According to the advice on the aquarium nitrogen cycle, above what level does nitrate start to become toxic with prolonged exposure?

Extract to read –
# # # #
I recommend reading on the nitrogen cycle. But basically what happens is that the fish produces ammonia, a bacterial colony forms that eats ammonia and produces nitrites, another bacterial colony forms that eats nitrites and produces nitrates, nitrates can only be removed by water changes or plants. Ammonia is incredibly toxic, nitrite is incredibly toxic, nitrate starts to get toxic at prolonged exposure above 20 ppm.

Letting water circulate through the filter for 3 weeks with no fish or food waste, isn't cycling the tank. The bacterial colonies won't grow, because they have no food.

What you are doing now is a fish in cycle and to combat the toxicity of the ammonia you will need to be doing daily water changes.

I recommend doing three things immediately:
1) change 50-75% of the water right now
2) order an API master test kit (the liquid one)
3) google "nitrogen cycle"

Do these things in that order.

You'll need to do a 50% change likely daily until your test kit arrives. When it arrives, immediately test your ammonia. Then keep doing daily water changes until the ammonia stays at zero. Once the ammonia gets to zero then test your nitrites and keep doing daily changes until this stays at zero, then test your nitrates and keep changing water daily until the nitrates are consistently under 20 ppm. Then you will know how much water you need to change weekly to keep the nitrates under control.
# # # #
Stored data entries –
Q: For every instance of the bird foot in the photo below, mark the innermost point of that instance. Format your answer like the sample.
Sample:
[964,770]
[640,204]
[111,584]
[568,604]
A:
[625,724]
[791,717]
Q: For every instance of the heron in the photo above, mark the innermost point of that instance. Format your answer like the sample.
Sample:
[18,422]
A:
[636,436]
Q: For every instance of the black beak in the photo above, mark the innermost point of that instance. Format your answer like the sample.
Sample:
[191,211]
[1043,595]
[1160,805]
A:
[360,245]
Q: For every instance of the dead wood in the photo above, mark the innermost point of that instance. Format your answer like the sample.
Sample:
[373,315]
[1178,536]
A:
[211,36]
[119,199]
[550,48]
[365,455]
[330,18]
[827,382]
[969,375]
# # # #
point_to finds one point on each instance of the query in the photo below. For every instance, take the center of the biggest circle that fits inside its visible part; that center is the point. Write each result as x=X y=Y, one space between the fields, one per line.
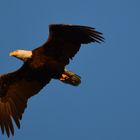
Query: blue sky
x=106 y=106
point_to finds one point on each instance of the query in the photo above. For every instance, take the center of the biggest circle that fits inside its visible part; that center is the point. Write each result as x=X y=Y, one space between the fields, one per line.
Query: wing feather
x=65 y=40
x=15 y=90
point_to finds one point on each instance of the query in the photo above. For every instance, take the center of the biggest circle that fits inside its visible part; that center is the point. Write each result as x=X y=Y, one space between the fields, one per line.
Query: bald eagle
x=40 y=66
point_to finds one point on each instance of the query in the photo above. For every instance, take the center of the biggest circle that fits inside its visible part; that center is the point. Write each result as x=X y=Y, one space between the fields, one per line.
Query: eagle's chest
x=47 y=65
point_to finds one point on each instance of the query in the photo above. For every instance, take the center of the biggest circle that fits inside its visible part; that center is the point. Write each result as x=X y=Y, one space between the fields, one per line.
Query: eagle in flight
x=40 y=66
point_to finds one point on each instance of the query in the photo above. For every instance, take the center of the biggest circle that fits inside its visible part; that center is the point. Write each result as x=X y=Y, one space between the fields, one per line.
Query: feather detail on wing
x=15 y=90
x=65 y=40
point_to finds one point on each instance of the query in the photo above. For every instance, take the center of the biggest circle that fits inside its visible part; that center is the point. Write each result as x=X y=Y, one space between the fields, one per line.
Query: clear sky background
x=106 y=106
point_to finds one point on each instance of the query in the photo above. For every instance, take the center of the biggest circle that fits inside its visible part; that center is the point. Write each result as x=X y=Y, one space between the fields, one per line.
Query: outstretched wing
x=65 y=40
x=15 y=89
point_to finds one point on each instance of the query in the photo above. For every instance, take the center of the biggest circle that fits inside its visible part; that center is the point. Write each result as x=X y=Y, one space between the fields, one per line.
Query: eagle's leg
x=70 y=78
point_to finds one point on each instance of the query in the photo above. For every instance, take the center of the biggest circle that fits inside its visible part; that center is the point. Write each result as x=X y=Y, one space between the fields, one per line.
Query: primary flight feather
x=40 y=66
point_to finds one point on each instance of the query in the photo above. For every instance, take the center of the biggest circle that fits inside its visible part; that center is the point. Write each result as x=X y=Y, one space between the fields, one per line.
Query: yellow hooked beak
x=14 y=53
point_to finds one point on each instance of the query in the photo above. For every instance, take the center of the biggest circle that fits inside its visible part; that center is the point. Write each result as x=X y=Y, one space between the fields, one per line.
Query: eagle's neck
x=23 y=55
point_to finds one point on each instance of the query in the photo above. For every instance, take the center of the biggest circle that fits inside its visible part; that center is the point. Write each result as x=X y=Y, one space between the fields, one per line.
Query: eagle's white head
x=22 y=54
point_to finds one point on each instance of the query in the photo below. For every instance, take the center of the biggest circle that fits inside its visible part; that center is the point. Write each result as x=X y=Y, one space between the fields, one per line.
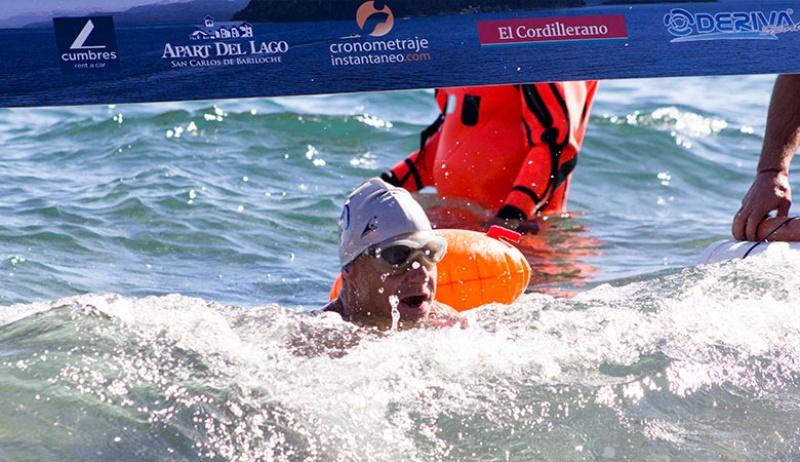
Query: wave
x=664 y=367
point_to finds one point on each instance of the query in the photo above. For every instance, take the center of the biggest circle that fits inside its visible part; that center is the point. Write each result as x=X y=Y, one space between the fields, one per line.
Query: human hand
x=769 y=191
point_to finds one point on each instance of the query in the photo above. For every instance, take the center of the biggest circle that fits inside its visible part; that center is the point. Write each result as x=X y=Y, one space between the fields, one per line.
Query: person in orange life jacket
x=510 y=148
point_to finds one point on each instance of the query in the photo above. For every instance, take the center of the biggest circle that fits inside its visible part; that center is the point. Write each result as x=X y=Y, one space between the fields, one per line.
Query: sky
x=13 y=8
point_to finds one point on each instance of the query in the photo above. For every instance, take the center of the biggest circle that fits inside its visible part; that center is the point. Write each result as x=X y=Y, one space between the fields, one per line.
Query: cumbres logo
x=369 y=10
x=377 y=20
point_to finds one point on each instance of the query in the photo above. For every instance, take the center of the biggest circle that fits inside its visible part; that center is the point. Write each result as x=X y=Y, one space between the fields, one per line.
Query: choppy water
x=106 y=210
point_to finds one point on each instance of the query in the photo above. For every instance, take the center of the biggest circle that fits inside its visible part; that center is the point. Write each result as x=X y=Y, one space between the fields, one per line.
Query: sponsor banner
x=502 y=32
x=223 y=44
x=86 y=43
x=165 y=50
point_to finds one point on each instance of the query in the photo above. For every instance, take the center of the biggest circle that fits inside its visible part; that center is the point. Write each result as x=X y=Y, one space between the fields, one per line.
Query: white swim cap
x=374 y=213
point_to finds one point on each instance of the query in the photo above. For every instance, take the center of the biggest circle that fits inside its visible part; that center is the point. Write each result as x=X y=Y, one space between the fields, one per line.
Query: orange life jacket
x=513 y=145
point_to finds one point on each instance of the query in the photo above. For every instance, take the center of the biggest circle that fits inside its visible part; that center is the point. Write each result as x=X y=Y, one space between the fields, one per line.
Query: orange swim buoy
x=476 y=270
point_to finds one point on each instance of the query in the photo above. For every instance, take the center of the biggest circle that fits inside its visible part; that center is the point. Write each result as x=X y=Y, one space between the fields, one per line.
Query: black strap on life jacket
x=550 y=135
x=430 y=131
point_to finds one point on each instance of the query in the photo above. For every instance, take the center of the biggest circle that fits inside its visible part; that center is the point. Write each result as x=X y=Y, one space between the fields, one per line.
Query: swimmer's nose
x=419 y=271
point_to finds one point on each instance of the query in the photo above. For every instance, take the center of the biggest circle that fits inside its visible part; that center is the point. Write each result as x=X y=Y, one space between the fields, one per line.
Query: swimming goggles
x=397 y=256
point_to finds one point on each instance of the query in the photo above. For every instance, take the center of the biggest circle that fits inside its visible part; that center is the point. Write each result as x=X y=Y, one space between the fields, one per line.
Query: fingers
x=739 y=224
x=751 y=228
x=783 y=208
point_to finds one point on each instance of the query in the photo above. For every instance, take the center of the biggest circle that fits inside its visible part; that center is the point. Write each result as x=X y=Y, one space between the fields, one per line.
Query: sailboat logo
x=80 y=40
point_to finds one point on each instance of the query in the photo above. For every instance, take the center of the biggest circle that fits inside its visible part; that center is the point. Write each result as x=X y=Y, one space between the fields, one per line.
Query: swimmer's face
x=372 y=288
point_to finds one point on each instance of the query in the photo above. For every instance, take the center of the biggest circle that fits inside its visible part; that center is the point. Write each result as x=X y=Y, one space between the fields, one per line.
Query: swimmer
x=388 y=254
# # # #
Written response –
Above 20 ppm.